** begin The records **

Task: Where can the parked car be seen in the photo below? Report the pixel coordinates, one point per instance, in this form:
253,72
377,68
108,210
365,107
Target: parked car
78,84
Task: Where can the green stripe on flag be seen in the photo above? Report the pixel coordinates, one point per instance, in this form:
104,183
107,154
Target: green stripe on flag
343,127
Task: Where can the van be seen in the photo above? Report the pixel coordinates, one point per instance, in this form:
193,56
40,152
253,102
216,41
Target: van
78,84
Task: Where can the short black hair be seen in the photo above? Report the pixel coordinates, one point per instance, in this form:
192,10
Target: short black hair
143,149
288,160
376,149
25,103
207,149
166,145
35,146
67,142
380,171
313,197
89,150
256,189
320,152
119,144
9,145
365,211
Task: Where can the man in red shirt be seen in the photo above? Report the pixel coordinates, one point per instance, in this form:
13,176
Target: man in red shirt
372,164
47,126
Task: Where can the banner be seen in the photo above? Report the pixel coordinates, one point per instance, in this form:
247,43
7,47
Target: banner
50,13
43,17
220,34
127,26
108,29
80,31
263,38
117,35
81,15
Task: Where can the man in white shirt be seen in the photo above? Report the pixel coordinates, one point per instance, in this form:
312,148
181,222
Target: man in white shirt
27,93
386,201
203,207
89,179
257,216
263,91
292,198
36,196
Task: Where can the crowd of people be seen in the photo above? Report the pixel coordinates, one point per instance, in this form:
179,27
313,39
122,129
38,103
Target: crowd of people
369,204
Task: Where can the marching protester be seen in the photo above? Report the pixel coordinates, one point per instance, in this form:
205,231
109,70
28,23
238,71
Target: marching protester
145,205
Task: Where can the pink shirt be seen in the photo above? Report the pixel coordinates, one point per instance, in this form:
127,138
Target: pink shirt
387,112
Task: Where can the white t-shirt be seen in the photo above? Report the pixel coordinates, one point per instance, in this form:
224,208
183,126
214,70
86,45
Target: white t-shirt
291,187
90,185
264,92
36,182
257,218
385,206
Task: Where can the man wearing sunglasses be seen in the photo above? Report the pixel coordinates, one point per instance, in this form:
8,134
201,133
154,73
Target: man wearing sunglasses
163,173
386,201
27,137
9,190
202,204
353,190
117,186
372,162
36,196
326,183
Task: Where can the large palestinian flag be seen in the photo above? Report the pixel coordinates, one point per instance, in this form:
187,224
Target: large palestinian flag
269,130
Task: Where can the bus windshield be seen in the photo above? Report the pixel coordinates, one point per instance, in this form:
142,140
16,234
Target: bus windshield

** end The records **

*To do*: Can you recast the lines above, from the line with "Task: Where can the pink" through the end of the records, as a Markdown table with the columns "No." and "Text", leaving out any blank lines?

*Result for this exercise*:
| No. | Text |
|---|---|
| 1 | Task: Where can the pink shirt be seen in the photo above? Report the pixel coordinates, one point per instance, in this form: |
| 2 | 127,138 |
| 3 | Target: pink shirt |
| 4 | 387,112 |
| 5 | Task: Where can the white t-shirt be seen in the photo above? Report the pixel coordinates, one point per instance, in this form: |
| 6 | 224,208 |
| 7 | 183,126 |
| 8 | 214,70 |
| 9 | 86,45 |
| 10 | Target: white t-shirt |
| 11 | 291,187 |
| 12 | 90,185 |
| 13 | 264,92 |
| 14 | 36,182 |
| 15 | 257,218 |
| 16 | 385,206 |
| 17 | Task: Where can the man wearing sunglasses be seen in the photo above? Report the pixel coordinates, one point per instance, in this form: |
| 18 | 8,134 |
| 19 | 201,133 |
| 20 | 154,73 |
| 21 | Target: man wearing sunglasses |
| 22 | 163,173 |
| 23 | 386,201 |
| 24 | 27,137 |
| 25 | 9,190 |
| 26 | 202,204 |
| 27 | 353,190 |
| 28 | 117,186 |
| 29 | 372,162 |
| 30 | 36,196 |
| 31 | 326,183 |
| 32 | Task: Where can the large palestinian flag be seen in the photo above? Report the pixel coordinates, one point per instance, in this form: |
| 33 | 187,224 |
| 34 | Target: large palestinian flag |
| 35 | 269,130 |
| 36 | Task: Where can the bus windshield be seen in the photo above? Report the pixel coordinates, one point per instance, in this form: |
| 37 | 142,140 |
| 38 | 16,234 |
| 39 | Target: bus windshield |